▸ **Your instructions**:
Please count the lines of the records below that contain the string "brown", treating case as significant, and give only that number.

▸ **Information supplied**:
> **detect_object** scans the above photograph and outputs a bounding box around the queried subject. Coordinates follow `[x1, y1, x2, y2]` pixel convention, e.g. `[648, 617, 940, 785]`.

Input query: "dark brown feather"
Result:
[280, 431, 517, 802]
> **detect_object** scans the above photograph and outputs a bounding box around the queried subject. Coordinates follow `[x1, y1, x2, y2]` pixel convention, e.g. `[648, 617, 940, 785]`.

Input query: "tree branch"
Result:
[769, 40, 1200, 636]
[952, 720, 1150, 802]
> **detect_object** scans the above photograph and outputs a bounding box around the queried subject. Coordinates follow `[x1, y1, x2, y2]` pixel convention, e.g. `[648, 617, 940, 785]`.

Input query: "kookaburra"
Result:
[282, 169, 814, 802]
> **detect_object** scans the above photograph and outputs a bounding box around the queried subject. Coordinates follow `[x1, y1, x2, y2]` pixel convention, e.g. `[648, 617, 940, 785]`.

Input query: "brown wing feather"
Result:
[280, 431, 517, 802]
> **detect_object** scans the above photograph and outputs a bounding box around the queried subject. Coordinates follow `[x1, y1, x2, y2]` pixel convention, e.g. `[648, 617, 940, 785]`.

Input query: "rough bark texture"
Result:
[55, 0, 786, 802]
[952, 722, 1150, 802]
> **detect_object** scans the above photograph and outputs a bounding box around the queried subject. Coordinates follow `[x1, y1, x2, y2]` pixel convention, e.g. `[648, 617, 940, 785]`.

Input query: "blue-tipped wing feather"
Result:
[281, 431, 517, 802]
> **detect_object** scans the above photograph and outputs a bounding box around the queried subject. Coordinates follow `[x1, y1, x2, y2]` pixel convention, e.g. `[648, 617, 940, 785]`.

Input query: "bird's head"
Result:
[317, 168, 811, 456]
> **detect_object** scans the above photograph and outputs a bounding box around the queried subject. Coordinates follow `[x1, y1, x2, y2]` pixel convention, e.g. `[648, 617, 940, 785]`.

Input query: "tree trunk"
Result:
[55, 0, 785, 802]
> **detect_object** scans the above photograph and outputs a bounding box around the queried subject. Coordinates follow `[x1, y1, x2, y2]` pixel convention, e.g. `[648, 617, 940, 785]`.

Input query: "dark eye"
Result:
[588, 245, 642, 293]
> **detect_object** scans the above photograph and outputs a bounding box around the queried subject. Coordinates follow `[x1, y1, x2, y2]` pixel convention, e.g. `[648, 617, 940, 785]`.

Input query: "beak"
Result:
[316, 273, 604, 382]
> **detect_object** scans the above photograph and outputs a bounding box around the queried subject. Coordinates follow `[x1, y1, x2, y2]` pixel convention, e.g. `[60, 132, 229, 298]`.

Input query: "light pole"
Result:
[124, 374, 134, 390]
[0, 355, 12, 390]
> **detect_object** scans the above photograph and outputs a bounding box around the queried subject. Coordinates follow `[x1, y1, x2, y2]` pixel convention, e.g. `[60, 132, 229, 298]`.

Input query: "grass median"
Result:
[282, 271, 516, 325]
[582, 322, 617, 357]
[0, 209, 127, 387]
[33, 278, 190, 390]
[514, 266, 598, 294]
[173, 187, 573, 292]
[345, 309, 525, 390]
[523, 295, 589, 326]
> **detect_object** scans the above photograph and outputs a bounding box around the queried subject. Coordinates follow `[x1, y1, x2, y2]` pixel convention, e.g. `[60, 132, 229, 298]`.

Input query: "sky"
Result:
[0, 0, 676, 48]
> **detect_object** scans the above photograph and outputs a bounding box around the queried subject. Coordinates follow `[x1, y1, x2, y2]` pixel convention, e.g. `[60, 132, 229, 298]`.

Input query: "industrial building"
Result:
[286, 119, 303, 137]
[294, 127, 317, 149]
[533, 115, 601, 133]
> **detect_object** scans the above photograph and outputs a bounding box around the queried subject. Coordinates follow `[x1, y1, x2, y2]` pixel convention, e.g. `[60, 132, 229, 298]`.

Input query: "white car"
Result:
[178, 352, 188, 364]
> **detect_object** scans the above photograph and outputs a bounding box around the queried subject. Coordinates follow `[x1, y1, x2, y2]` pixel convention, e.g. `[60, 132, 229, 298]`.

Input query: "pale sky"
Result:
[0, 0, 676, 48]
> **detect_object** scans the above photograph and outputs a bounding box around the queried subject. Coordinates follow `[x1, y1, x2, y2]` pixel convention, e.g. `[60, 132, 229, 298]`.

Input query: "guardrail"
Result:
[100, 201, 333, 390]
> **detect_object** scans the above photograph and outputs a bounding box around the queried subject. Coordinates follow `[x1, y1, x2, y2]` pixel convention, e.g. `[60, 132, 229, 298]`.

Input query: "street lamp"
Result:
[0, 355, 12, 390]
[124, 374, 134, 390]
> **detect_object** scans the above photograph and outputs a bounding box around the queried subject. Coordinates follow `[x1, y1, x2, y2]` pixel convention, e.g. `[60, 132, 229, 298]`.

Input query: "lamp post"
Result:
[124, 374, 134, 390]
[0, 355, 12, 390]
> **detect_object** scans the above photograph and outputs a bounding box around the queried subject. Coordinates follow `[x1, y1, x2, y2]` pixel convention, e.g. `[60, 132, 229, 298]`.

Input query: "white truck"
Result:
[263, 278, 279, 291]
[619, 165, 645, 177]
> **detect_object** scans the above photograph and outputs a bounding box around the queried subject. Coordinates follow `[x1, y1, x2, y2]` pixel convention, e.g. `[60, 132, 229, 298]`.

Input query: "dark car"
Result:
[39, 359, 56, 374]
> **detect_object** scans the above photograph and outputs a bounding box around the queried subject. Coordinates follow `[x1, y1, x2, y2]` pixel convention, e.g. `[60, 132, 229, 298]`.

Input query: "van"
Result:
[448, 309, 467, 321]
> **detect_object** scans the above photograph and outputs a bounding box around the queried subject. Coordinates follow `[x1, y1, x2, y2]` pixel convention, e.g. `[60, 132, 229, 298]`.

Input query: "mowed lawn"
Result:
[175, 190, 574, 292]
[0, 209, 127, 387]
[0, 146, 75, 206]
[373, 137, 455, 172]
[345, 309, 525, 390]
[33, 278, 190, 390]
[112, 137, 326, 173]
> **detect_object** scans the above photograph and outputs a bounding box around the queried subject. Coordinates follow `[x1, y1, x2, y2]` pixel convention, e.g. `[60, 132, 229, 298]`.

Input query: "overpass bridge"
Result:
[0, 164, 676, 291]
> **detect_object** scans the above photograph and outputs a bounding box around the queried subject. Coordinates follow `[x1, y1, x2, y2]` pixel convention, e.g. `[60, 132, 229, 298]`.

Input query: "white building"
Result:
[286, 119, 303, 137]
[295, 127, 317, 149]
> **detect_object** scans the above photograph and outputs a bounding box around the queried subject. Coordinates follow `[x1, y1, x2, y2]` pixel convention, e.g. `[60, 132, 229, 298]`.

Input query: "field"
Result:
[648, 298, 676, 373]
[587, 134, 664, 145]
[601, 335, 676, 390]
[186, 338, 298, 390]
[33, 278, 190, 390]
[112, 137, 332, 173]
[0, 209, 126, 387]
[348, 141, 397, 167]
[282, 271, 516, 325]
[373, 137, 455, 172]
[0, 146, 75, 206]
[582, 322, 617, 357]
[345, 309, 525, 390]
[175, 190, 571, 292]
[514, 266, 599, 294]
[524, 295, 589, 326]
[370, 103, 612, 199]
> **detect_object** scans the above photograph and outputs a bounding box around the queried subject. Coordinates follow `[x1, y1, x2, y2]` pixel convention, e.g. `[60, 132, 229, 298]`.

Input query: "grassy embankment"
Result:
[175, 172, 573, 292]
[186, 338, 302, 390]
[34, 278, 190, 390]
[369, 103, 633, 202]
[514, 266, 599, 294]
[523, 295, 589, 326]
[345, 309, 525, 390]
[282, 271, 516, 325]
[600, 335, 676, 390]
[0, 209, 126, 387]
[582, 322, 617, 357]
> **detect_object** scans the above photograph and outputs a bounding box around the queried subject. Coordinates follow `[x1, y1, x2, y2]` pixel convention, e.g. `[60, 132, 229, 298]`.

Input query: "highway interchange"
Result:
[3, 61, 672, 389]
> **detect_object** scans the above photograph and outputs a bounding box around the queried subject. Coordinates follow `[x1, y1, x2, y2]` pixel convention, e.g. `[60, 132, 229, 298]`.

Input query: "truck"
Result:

▸ **Final result**:
2